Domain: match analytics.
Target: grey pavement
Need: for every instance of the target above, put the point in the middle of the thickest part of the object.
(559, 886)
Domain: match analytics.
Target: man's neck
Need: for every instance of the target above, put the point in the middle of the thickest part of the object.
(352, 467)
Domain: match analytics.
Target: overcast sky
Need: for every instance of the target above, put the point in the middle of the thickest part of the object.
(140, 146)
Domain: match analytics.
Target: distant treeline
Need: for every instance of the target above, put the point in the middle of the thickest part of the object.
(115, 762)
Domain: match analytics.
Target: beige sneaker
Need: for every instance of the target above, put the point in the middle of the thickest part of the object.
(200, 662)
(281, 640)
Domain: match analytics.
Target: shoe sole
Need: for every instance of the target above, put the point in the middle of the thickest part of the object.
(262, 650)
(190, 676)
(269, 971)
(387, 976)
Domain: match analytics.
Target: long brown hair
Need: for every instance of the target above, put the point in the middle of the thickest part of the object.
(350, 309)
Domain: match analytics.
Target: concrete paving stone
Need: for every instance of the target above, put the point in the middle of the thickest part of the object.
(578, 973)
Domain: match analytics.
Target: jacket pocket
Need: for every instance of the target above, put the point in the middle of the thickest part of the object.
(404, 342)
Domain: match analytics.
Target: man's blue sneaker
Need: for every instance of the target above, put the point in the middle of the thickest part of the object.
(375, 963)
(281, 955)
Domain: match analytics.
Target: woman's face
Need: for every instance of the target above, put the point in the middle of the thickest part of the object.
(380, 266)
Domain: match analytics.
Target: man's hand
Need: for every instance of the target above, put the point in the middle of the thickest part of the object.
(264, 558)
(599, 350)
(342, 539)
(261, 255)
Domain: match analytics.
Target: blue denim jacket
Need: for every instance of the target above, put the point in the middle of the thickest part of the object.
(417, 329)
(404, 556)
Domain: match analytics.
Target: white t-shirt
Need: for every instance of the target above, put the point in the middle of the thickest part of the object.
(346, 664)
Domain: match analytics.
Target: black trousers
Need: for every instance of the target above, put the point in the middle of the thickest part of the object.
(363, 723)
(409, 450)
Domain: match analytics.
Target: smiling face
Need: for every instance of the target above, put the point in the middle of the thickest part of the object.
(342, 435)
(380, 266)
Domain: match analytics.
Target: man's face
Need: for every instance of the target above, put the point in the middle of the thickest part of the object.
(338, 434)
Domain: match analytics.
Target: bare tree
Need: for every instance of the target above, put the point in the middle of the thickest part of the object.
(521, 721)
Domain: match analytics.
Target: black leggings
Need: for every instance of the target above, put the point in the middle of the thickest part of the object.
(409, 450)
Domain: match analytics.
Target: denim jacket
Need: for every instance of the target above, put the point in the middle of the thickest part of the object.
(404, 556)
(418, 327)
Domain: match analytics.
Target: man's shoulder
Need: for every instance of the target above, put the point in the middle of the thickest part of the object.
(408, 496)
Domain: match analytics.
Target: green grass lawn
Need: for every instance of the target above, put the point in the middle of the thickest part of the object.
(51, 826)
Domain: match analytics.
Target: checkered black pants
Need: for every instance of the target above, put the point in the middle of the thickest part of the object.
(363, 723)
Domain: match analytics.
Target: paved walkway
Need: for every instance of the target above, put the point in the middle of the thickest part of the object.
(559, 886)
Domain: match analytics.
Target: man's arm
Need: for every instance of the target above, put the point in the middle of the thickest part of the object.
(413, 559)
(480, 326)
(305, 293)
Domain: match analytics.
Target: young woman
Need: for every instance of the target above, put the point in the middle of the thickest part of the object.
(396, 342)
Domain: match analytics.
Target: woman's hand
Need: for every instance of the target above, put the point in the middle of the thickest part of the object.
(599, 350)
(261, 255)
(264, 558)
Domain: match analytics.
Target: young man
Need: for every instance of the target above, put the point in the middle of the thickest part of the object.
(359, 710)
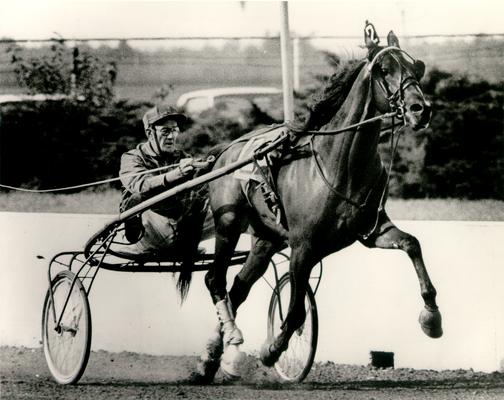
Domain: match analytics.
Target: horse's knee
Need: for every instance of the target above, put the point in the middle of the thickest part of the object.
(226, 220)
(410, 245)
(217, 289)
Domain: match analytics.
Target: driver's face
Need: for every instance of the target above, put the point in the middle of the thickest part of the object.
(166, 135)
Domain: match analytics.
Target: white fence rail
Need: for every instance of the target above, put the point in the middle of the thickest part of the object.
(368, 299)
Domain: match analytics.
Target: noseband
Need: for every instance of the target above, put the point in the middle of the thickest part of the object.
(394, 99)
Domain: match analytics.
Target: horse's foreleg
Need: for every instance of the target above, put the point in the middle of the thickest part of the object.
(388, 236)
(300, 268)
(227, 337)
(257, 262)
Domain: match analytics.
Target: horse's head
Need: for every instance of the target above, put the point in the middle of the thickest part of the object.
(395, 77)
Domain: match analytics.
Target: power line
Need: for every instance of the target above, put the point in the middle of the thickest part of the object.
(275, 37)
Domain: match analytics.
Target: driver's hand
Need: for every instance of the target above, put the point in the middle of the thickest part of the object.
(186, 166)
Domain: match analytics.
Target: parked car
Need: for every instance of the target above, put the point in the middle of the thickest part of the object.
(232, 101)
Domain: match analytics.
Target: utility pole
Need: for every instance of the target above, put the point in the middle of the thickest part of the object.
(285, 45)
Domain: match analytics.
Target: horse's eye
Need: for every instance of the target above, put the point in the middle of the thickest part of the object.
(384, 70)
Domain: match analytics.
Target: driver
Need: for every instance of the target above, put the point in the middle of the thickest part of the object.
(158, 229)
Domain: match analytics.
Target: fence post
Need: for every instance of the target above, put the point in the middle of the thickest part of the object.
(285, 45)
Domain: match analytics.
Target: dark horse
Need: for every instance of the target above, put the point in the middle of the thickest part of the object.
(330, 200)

------------------------------------------------

Give back exactly the material above from its opening line to the line bearing "Target: beige sneaker".

Domain: match analytics.
Target: grey pavement
Need: for every instance of the target above, put the point in the middle of the thickest part of the object.
(559, 886)
Domain: match analytics.
Target: man's neck
Need: for every instance of the target above, put the point in the middle of the thickest part of the object.
(352, 467)
Domain: match analytics.
Target: overcast sky
Need: for every instance of the target above, put the point in the middle of the thickest part of the object.
(140, 146)
Domain: match analytics.
Target: distant treeline
Need: for every instance of the target above, put the point in the middle of the thickest part of the object.
(115, 762)
Domain: match analytics.
Target: beige sneaker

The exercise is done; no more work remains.